→ **Material for this task**:

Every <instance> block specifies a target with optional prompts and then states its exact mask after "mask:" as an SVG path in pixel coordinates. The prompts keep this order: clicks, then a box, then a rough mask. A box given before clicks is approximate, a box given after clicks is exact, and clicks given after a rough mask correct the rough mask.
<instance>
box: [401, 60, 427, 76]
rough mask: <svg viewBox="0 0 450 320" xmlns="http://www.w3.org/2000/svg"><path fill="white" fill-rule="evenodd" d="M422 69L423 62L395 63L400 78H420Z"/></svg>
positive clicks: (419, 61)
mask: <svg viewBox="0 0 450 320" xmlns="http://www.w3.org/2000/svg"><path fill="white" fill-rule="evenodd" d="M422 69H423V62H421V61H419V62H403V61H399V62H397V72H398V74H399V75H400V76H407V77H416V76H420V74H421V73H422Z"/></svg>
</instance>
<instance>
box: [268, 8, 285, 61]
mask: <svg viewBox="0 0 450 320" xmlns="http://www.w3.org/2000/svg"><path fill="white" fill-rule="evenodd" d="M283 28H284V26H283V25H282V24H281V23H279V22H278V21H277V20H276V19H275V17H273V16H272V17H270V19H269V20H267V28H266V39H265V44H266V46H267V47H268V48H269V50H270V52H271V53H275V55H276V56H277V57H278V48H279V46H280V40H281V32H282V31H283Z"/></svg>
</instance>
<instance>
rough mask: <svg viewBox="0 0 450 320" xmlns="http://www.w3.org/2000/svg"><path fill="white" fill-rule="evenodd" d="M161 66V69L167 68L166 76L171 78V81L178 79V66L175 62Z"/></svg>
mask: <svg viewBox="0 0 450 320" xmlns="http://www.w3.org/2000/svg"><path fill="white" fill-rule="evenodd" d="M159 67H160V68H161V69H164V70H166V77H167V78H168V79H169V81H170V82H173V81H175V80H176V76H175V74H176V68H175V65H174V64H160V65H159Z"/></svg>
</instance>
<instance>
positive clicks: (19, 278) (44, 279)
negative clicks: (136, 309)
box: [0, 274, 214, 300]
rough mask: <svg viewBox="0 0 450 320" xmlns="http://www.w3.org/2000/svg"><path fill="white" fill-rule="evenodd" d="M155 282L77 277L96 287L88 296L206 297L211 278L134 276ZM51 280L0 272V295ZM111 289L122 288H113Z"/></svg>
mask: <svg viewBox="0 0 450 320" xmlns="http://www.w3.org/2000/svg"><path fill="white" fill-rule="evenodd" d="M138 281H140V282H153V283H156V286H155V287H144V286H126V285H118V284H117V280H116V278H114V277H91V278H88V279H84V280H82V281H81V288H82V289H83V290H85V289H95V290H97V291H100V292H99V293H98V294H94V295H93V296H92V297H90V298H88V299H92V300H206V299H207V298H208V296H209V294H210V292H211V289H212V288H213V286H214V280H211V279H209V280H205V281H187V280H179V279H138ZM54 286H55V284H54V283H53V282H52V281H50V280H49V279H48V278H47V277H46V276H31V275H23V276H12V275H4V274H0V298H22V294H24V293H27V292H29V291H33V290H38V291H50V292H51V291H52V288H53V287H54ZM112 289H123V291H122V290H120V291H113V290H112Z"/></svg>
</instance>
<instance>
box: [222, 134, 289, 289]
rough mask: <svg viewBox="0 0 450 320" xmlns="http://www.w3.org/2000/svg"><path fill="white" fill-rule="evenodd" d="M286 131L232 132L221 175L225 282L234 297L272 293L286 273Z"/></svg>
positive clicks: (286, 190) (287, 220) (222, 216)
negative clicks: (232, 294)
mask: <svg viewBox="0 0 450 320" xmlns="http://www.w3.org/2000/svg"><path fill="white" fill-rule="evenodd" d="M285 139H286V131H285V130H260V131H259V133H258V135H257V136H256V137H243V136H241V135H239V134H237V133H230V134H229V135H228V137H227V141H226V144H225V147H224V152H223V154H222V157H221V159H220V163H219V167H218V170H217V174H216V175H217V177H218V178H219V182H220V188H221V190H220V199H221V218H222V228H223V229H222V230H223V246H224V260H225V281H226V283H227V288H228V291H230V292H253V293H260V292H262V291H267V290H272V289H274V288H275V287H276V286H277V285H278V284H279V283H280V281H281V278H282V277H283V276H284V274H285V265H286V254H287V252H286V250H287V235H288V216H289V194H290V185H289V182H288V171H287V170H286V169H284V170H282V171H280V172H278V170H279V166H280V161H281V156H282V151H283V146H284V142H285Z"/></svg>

→ **What is required**:
Reproduce the listing above in full, replacing every occurrence of "rough mask" with "coarse mask" and leaving all other text unchanged.

→ **Exercise response**:
Every <instance> block specifies a target with optional prompts and then states its exact mask after "mask:" as an SVG path in pixel coordinates. The prompts keep this order: clicks, then a box, then a coarse mask. A box given before clicks is approximate, a box given after clicks is exact, and clicks given after a coarse mask correct the coarse mask.
<instance>
box: [401, 60, 427, 76]
coarse mask: <svg viewBox="0 0 450 320" xmlns="http://www.w3.org/2000/svg"><path fill="white" fill-rule="evenodd" d="M422 69L423 62L395 63L400 78H420Z"/></svg>
positive clicks: (419, 61)
mask: <svg viewBox="0 0 450 320" xmlns="http://www.w3.org/2000/svg"><path fill="white" fill-rule="evenodd" d="M422 69H423V62H421V61H419V62H403V61H399V62H397V72H398V74H399V75H400V76H407V77H416V76H420V74H421V73H422Z"/></svg>
</instance>
<instance>
box: [268, 8, 285, 61]
mask: <svg viewBox="0 0 450 320" xmlns="http://www.w3.org/2000/svg"><path fill="white" fill-rule="evenodd" d="M283 28H284V26H283V25H282V24H281V23H279V22H278V21H277V20H276V19H275V17H273V16H272V17H270V19H269V20H267V28H266V39H265V44H266V46H267V47H268V48H269V50H270V52H271V53H275V55H276V56H277V57H278V48H279V46H280V40H281V32H282V31H283Z"/></svg>
</instance>
<instance>
coarse mask: <svg viewBox="0 0 450 320" xmlns="http://www.w3.org/2000/svg"><path fill="white" fill-rule="evenodd" d="M161 66V69L167 68L166 76L171 78V81L178 79V66L175 62Z"/></svg>
mask: <svg viewBox="0 0 450 320" xmlns="http://www.w3.org/2000/svg"><path fill="white" fill-rule="evenodd" d="M159 67H160V68H161V69H164V70H166V77H167V78H168V79H169V81H170V82H173V81H175V80H176V76H175V74H176V68H175V65H174V64H160V65H159Z"/></svg>
</instance>
<instance>
positive clicks: (19, 278) (44, 279)
negative clicks: (136, 309)
box: [0, 274, 214, 300]
coarse mask: <svg viewBox="0 0 450 320" xmlns="http://www.w3.org/2000/svg"><path fill="white" fill-rule="evenodd" d="M155 282L77 277L96 287L88 296L206 297L211 278L134 276ZM51 280L0 272V295ZM111 289L122 288H113Z"/></svg>
mask: <svg viewBox="0 0 450 320" xmlns="http://www.w3.org/2000/svg"><path fill="white" fill-rule="evenodd" d="M138 281H140V282H153V283H156V286H155V287H144V286H126V285H118V284H117V280H116V278H114V277H91V278H88V279H84V280H82V281H81V288H82V289H83V290H85V289H95V290H97V291H100V292H99V293H98V294H94V295H93V296H92V297H90V298H88V299H92V300H206V299H207V298H208V296H209V294H210V292H211V289H212V288H213V286H214V280H211V279H209V280H205V281H187V280H179V279H138ZM54 286H55V284H54V283H53V282H52V281H50V280H49V279H48V278H47V277H46V276H31V275H23V276H12V275H4V274H0V298H22V294H24V293H27V292H29V291H33V290H38V291H50V292H51V291H52V288H53V287H54ZM112 289H123V291H122V290H120V291H113V290H112Z"/></svg>
</instance>
<instance>
box: [222, 134, 289, 289]
coarse mask: <svg viewBox="0 0 450 320" xmlns="http://www.w3.org/2000/svg"><path fill="white" fill-rule="evenodd" d="M286 131L232 132L221 175L225 282L234 297L272 293L286 273Z"/></svg>
positive clicks: (286, 190) (287, 220) (222, 216)
negative clicks: (232, 294)
mask: <svg viewBox="0 0 450 320" xmlns="http://www.w3.org/2000/svg"><path fill="white" fill-rule="evenodd" d="M285 139H286V131H285V130H260V131H259V133H258V135H257V136H256V137H243V136H241V135H239V134H237V133H230V134H229V135H228V137H227V141H226V144H225V147H224V152H223V154H222V157H221V159H220V163H219V167H218V170H217V174H216V175H217V177H218V178H219V182H220V188H221V190H220V199H221V218H222V228H223V229H222V230H223V246H224V260H225V281H226V283H227V288H228V291H230V292H253V293H260V292H262V291H267V290H272V289H274V288H275V287H276V286H277V285H278V284H279V283H280V281H281V278H282V277H283V276H284V274H285V265H286V254H287V252H286V250H287V235H288V216H289V194H290V185H289V182H288V171H287V170H286V169H284V170H282V171H280V172H278V170H279V166H280V161H281V156H282V151H283V146H284V142H285Z"/></svg>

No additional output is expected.